__Exercise task__
Transcribe all the entries word for word, but omit the images.

Dataset rows on where objects appear

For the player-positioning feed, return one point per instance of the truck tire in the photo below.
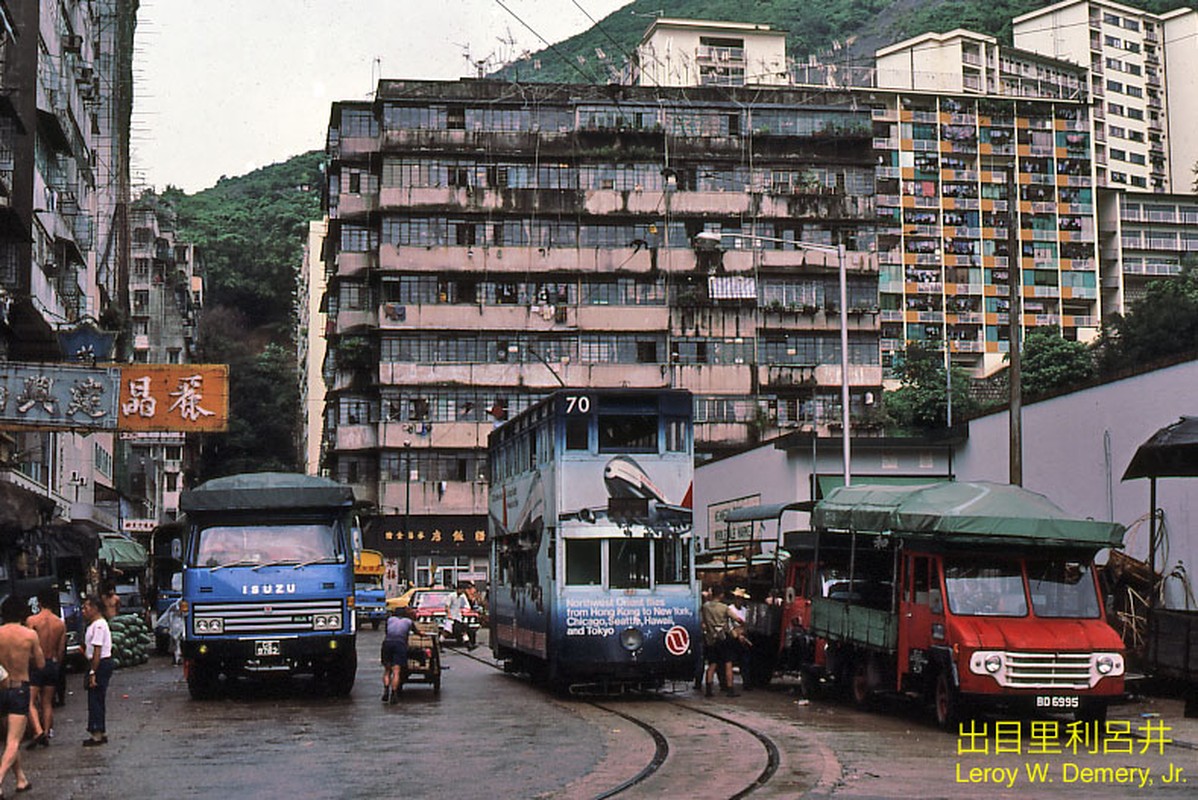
(201, 682)
(859, 684)
(947, 702)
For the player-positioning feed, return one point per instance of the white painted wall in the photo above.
(1077, 447)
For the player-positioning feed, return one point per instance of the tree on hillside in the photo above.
(264, 408)
(1161, 323)
(920, 402)
(250, 230)
(1051, 362)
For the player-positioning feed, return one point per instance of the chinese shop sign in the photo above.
(55, 395)
(174, 398)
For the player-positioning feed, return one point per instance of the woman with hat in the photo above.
(738, 637)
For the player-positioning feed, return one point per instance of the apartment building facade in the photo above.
(489, 243)
(985, 169)
(65, 80)
(699, 53)
(1144, 83)
(167, 294)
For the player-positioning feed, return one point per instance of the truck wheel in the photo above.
(859, 684)
(947, 702)
(201, 682)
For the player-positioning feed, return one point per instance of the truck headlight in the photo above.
(326, 622)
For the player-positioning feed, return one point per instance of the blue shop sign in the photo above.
(56, 395)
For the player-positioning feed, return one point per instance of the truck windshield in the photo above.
(1063, 588)
(258, 545)
(985, 588)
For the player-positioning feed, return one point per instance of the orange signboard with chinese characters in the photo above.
(174, 398)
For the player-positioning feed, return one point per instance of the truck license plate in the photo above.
(1057, 702)
(266, 648)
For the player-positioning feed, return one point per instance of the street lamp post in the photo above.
(842, 268)
(407, 510)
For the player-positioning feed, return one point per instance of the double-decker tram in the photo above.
(592, 547)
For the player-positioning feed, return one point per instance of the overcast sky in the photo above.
(225, 86)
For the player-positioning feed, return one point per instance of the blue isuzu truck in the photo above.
(268, 581)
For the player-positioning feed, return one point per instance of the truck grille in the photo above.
(1048, 670)
(276, 617)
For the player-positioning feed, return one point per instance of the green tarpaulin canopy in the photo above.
(976, 511)
(121, 552)
(264, 490)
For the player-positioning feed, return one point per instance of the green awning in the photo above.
(966, 513)
(827, 483)
(121, 552)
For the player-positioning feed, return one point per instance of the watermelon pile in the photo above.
(132, 640)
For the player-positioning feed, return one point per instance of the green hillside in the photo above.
(853, 29)
(250, 231)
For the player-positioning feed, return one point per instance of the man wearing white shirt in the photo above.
(98, 652)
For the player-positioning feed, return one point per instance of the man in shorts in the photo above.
(394, 653)
(19, 648)
(52, 634)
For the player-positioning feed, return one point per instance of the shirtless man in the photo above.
(52, 634)
(19, 648)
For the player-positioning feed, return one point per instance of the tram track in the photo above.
(682, 749)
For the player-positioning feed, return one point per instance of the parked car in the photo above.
(431, 606)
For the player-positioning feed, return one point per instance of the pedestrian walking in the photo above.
(98, 652)
(739, 647)
(714, 619)
(394, 653)
(455, 611)
(19, 649)
(700, 661)
(52, 635)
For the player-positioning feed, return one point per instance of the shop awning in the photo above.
(121, 552)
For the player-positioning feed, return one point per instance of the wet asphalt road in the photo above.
(494, 735)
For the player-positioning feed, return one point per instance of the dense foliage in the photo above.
(920, 402)
(1163, 323)
(812, 28)
(1052, 363)
(250, 231)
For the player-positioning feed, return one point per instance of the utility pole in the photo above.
(1015, 317)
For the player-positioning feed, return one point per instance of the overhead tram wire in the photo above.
(590, 79)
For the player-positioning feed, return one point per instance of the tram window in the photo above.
(670, 561)
(628, 434)
(576, 429)
(629, 563)
(584, 562)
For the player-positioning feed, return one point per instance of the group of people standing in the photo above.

__Complete output__
For the player-positioning feed, return one point per instance of the truck tire in the photo below.
(201, 682)
(859, 684)
(947, 702)
For the player-positioning feed, return one point per instance of the white painted wall in the photo above.
(1077, 447)
For the player-positioning feed, return one point per instance of the tree on hillside in the photo above.
(264, 408)
(1161, 323)
(920, 402)
(250, 230)
(1051, 362)
For the player-positioning feed, return one point per instance of the chinese shop sign in the photo above.
(55, 395)
(174, 398)
For the player-positioning feed, return one point per instance of the woman with hat in the photo above.
(738, 637)
For the player-positioning feed, return one point per instance of the apartment building facade in the photo above.
(489, 243)
(985, 169)
(65, 80)
(699, 53)
(1144, 83)
(167, 294)
For the player-positioning feed, return one point per instance of the truck wheel in the photo above.
(859, 684)
(947, 702)
(201, 682)
For the player-positioning feed, return one point per instance of the truck headlight in the photo above.
(326, 622)
For the player-positioning feed, return one point per instance of the blue shop sign in the photo above.
(56, 395)
For the player-positioning feed, return one point per instance of the truck windshield in the photo above.
(1063, 588)
(258, 545)
(985, 588)
For the player-positioning feed, return one point per instance of the orange signboard with chinese characters in the photo above.
(174, 398)
For the player-positioning feed, return one point per instance of the truck license plate in the photo above.
(1057, 702)
(266, 648)
For the player-positioning feed, return one point per instance of the street lamp post in the photo above.
(842, 268)
(407, 510)
For the player-positioning feed, return one point per instance of the double-decker tram in the photo above.
(592, 547)
For the player-positioning feed, return one point per instance of the overcast sky in the photo above.
(225, 86)
For the player-positioning feed, return one point per instance of the blue isuzu truck in the photo above.
(268, 581)
For the player-positioning feed, return one point per instance of the truck grille in the photo above.
(1048, 670)
(276, 617)
For the player-positioning feed, return one point per instance of the green tarpaulin canopy in the photo above.
(976, 511)
(121, 552)
(264, 490)
For the player-positioning feed, return one point per instance of the green awning in the photo above.
(966, 513)
(827, 483)
(121, 552)
For the player-positioning feed, return one point per instance of the watermelon pile in the photo above.
(132, 640)
For the player-positioning feed, return one point per instance of the green hillside in the photo above.
(853, 29)
(250, 231)
For the player-positioning feed, return one point per instance of the man wearing white shirt in the photo above.
(98, 652)
For the player-positioning feed, return one point per instance of the man in shorts in the photo above.
(394, 653)
(19, 648)
(52, 634)
For the player-positioning feed, return one point per instance of the shirtless man in the photo above.
(52, 634)
(19, 648)
For the player-positioning feed, return one point per instance of the tram track in the photo above.
(682, 749)
For the player-positioning feed, return one point per instance of the parked car in the photo above.
(431, 606)
For the player-positioning feed, return one point per instance of the pedestrian walking in the photo above.
(98, 652)
(739, 647)
(714, 619)
(394, 653)
(455, 611)
(19, 649)
(700, 661)
(52, 635)
For the player-positioning feed, return one point per instance of the shop awning in the photo above.
(121, 552)
For the player-positioning feed, return one point per instance of the wet asphalt road in the photo above.
(494, 735)
For the player-positioning feed, return one point per instance of the dense foliage in the photo above.
(920, 402)
(1163, 323)
(812, 28)
(1052, 363)
(250, 231)
For the player-positioning feed, return one point per instance of the utility pole in the photo above.
(1015, 317)
For the player-positioning feed, return one point per instance of the overhead tram wire in the photo above.
(590, 79)
For the player-positioning feed, return one point per instance of the tram window in the photo above.
(670, 561)
(628, 434)
(576, 429)
(629, 563)
(584, 562)
For the player-positioning feed, return one point per instance of the group of people standing in the photo above.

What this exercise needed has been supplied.